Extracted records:
++++++

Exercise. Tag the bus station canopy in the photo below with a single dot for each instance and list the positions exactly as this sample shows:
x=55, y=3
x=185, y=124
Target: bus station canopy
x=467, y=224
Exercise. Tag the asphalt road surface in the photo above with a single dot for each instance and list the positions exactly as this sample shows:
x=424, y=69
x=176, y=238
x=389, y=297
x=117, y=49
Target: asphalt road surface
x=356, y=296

++++++

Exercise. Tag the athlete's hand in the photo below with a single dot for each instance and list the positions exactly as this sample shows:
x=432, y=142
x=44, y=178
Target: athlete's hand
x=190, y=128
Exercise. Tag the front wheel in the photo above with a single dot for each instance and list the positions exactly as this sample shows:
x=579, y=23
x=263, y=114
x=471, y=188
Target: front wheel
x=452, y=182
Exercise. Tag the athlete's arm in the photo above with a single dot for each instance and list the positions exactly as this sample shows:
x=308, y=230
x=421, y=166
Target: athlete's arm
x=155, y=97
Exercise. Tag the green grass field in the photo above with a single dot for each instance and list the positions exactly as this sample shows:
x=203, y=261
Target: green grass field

++++++

▶ [OBJECTIVE]
Rescale the rows from the line that has "Exercise. Tag the asphalt" through the line that has "x=356, y=296", writing out every one of those lines again, requests included. Multiply each answer coordinate by 1.35 and round to whole numbers with halves going up, leave the requests and their sample coordinates unchanged, and output nothing beyond these lines.

▶ [OUTPUT OF THE EXERCISE]
Exercise. Tag the asphalt road surface in the photo above with a single dot for each instance and list the positions exactly as this sample shows:
x=424, y=69
x=176, y=238
x=389, y=297
x=117, y=49
Target: asphalt road surface
x=481, y=400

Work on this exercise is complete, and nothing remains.